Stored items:

● ● ●

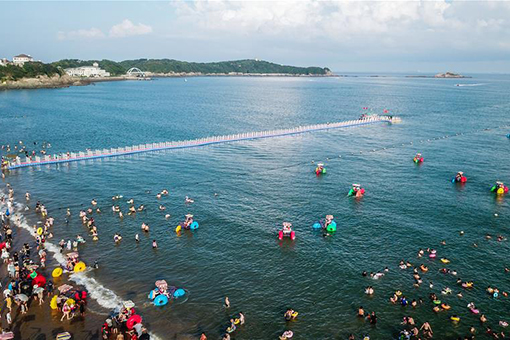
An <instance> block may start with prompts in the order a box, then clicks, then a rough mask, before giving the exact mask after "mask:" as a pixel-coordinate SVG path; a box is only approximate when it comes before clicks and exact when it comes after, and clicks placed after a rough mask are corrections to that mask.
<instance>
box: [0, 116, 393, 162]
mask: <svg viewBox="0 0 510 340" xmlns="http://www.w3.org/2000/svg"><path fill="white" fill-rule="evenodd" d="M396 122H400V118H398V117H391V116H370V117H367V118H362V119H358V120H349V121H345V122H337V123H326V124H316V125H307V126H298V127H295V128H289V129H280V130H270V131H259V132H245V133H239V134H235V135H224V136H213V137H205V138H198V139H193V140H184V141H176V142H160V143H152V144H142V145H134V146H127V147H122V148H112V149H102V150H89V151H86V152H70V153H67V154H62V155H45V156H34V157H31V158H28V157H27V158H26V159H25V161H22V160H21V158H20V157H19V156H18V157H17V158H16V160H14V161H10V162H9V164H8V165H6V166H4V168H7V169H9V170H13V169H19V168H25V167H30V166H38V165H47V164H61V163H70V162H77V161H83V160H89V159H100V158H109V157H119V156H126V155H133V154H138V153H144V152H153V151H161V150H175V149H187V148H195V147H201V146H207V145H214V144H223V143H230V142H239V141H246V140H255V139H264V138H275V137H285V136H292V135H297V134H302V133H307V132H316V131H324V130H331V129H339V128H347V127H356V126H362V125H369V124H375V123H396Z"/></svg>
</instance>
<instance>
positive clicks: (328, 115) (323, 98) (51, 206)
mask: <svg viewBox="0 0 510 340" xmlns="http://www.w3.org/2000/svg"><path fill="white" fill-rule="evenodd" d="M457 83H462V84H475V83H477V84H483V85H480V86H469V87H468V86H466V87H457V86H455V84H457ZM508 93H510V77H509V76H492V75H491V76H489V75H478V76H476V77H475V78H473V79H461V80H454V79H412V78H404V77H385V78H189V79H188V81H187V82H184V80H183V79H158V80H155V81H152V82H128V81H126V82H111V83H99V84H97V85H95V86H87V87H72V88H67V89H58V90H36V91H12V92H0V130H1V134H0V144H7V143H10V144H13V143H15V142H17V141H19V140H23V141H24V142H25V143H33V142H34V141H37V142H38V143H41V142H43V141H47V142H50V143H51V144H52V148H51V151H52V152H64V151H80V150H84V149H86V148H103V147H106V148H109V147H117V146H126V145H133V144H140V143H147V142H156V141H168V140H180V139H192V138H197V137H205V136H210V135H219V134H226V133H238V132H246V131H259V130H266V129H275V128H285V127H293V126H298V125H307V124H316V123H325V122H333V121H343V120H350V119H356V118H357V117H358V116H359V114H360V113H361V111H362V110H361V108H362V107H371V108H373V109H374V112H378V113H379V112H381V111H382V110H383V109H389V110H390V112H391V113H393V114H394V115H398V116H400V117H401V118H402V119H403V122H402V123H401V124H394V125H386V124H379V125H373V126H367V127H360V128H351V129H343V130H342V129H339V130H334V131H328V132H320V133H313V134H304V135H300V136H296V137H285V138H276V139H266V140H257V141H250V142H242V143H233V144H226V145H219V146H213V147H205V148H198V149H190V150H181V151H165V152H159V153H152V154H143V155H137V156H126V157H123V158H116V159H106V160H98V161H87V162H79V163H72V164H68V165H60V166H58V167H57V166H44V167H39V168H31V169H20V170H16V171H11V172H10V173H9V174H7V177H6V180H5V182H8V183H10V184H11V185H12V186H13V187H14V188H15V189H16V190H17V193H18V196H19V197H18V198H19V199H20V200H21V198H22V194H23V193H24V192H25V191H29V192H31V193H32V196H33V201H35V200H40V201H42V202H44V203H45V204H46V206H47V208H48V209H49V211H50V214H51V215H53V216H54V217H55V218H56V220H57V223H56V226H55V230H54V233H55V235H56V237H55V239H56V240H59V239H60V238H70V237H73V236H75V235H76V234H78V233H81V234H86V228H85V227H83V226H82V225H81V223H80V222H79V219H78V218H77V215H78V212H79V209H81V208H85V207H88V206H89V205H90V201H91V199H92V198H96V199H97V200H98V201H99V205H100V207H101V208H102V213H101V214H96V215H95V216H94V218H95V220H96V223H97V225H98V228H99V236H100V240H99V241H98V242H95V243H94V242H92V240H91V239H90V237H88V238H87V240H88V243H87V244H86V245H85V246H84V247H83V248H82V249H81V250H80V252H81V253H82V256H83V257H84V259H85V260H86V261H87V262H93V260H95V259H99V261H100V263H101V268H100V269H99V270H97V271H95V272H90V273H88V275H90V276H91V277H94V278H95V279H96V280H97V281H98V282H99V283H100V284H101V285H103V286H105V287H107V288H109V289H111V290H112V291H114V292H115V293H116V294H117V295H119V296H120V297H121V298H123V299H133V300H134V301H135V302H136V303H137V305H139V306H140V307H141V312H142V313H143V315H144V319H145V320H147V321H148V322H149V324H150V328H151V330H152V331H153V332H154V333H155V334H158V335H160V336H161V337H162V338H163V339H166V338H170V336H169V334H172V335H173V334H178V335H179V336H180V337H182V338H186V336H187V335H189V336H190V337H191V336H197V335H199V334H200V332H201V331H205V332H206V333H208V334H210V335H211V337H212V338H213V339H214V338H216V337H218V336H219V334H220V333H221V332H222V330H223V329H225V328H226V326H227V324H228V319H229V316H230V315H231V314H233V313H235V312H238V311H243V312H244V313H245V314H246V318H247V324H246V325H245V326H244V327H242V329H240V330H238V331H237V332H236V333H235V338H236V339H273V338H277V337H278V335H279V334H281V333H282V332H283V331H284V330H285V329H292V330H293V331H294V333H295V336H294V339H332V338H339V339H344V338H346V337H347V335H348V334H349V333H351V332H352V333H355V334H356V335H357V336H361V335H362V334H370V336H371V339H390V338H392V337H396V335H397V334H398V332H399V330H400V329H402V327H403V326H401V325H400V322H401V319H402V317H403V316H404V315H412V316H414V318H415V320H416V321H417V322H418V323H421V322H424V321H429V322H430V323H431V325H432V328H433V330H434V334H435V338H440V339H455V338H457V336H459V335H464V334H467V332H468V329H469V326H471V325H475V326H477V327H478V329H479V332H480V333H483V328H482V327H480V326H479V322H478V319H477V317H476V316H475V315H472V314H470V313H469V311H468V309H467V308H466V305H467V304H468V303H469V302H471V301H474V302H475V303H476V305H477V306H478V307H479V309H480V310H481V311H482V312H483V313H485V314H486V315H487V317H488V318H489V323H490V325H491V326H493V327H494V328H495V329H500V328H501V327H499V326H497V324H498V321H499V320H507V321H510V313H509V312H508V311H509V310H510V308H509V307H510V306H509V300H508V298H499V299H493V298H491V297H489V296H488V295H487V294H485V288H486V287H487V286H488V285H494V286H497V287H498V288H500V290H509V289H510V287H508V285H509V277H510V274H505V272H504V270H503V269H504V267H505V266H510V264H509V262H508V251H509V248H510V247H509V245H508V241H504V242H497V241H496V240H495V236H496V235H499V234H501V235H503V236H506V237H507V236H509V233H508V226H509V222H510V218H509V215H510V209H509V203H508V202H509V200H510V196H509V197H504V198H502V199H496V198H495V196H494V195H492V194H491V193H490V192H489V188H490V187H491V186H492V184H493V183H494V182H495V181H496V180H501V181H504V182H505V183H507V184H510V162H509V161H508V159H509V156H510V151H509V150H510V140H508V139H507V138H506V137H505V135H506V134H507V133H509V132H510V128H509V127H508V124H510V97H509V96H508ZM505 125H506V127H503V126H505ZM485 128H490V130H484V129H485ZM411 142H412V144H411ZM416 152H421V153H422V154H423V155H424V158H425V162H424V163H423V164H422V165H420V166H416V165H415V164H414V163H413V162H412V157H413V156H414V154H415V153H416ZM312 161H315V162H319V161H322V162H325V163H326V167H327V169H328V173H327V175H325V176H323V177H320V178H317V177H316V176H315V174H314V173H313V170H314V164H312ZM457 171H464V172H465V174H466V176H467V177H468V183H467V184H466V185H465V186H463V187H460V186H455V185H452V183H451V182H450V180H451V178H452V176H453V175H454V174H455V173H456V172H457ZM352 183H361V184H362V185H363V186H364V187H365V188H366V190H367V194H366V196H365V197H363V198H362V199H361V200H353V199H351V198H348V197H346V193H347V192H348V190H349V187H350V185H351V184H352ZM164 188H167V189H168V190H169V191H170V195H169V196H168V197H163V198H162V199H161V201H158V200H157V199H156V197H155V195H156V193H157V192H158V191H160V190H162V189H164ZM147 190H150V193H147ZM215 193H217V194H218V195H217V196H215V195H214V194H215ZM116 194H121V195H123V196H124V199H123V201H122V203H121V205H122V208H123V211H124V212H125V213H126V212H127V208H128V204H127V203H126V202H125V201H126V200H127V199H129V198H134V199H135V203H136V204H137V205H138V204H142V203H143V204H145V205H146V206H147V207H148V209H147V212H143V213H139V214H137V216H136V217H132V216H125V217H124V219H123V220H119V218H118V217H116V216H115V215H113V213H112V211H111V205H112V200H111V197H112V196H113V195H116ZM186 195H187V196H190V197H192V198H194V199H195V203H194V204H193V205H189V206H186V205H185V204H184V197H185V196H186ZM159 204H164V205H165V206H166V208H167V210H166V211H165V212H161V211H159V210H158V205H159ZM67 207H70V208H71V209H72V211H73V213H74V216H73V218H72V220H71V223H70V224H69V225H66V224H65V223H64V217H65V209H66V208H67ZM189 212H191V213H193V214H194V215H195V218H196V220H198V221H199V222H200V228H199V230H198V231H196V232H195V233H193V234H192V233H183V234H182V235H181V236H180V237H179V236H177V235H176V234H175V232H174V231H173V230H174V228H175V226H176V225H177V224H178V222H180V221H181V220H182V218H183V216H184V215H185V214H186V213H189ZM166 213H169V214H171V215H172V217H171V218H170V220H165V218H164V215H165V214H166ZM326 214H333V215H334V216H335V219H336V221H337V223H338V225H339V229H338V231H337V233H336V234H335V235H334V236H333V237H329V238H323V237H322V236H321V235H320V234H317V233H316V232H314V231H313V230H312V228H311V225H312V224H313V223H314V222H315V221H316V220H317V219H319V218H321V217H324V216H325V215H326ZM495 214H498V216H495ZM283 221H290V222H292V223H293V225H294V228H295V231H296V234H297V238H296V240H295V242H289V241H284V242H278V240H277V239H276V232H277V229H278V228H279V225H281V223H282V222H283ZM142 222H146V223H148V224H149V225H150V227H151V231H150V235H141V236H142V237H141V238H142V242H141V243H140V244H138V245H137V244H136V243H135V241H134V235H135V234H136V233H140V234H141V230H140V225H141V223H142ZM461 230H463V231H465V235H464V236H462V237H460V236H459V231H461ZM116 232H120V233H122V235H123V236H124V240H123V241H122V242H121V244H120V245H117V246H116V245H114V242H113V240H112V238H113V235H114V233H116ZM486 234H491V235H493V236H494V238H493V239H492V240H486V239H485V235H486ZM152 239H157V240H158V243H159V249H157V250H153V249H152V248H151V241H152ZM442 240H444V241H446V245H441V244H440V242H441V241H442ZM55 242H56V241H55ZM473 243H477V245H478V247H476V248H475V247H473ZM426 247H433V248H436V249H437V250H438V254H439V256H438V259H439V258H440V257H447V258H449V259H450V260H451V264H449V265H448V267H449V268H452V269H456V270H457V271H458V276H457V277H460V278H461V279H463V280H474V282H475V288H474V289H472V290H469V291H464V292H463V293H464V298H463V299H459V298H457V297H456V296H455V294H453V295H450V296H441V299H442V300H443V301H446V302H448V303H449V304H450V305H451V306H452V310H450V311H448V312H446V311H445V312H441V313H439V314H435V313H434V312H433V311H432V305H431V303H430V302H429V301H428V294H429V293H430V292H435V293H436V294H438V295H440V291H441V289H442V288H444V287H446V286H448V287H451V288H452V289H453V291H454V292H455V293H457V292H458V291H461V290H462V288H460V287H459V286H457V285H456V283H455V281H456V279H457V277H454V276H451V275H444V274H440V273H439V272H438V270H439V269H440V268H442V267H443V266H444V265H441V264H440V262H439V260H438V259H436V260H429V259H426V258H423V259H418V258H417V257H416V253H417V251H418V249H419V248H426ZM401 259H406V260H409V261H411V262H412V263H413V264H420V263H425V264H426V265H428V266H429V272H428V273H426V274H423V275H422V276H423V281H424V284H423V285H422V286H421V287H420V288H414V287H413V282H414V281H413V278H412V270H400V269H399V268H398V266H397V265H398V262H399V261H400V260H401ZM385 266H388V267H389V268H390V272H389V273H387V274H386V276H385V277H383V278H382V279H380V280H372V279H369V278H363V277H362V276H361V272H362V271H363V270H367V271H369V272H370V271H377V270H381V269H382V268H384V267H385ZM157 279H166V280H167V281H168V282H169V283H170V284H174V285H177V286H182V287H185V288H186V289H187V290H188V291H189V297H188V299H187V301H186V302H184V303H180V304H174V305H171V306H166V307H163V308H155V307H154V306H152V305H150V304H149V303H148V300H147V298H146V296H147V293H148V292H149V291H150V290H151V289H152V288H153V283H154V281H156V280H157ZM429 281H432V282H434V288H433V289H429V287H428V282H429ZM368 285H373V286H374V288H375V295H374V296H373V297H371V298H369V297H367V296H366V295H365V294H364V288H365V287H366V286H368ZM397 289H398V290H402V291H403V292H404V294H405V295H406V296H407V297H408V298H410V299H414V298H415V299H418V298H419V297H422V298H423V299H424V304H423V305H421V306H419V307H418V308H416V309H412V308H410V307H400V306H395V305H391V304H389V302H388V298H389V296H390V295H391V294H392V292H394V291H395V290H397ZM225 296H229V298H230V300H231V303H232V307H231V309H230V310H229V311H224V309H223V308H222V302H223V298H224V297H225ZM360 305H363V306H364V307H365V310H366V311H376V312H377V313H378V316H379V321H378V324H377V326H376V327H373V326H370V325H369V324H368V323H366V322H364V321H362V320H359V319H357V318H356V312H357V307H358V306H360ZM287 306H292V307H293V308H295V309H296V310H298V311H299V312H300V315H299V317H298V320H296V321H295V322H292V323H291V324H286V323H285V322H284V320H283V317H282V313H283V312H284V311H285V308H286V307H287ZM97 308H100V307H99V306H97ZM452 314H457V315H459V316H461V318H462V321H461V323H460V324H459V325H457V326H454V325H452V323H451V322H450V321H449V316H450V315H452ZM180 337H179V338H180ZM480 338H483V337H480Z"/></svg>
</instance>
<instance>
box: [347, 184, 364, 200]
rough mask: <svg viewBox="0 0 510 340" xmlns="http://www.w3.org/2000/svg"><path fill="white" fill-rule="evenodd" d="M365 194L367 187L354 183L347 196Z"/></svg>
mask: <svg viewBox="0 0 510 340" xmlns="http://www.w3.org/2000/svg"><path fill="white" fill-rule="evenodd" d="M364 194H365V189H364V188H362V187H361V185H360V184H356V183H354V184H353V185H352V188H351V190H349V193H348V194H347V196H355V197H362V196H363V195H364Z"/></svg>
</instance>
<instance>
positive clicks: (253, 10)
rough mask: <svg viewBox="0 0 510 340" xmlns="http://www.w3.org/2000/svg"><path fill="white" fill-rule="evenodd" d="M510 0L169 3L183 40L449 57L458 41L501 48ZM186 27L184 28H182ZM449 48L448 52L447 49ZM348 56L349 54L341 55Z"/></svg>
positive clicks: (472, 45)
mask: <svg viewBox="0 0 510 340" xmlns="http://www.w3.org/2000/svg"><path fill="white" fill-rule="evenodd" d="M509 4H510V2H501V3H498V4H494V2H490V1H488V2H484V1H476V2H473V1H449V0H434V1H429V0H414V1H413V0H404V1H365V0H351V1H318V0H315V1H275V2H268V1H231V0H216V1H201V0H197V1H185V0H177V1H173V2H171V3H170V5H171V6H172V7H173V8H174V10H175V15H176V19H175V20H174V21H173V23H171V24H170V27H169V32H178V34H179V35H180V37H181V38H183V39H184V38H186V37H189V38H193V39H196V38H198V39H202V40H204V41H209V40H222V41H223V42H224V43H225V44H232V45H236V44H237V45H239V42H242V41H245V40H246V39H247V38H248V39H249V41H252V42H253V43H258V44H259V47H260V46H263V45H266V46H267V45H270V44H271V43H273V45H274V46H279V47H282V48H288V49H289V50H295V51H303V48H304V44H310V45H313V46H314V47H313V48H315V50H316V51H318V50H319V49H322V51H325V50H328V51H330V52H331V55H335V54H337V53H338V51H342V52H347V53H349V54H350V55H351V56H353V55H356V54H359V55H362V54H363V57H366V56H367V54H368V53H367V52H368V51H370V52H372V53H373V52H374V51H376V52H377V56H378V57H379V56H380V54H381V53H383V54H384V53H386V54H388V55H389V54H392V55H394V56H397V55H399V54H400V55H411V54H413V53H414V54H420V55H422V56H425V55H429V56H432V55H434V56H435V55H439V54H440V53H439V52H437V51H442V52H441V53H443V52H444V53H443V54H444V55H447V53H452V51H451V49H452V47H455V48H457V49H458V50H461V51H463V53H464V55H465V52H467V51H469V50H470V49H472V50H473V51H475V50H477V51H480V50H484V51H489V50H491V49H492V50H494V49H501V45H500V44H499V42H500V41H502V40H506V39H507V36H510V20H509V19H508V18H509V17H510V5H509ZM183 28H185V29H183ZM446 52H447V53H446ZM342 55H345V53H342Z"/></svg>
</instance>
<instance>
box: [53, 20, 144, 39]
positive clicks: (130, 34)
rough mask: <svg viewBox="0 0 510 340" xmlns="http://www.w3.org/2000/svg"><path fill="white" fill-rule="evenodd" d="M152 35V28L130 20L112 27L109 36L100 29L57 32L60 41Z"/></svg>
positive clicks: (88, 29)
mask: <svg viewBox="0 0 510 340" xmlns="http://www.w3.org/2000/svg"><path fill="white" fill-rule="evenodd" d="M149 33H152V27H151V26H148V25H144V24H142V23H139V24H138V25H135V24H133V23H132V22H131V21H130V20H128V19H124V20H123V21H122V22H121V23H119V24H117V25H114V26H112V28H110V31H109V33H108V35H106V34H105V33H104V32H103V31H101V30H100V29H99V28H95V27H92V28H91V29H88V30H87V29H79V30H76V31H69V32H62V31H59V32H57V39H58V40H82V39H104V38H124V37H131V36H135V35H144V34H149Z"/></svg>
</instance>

● ● ●

What to work on
Write out the stretch of the items above from their beginning through the line containing "box: [0, 116, 393, 162]", both ends included. Leave the picture out.

Solution to the exercise
An <instance> block may start with prompts in the order a box, then clicks, then a rough mask, before giving the exact mask after "mask:" as a pixel-coordinate SVG path; a box is only approximate when it comes before clicks and exact when it comes after, and clicks placed after a rough mask are corrections to that mask.
<instance>
box: [0, 116, 393, 162]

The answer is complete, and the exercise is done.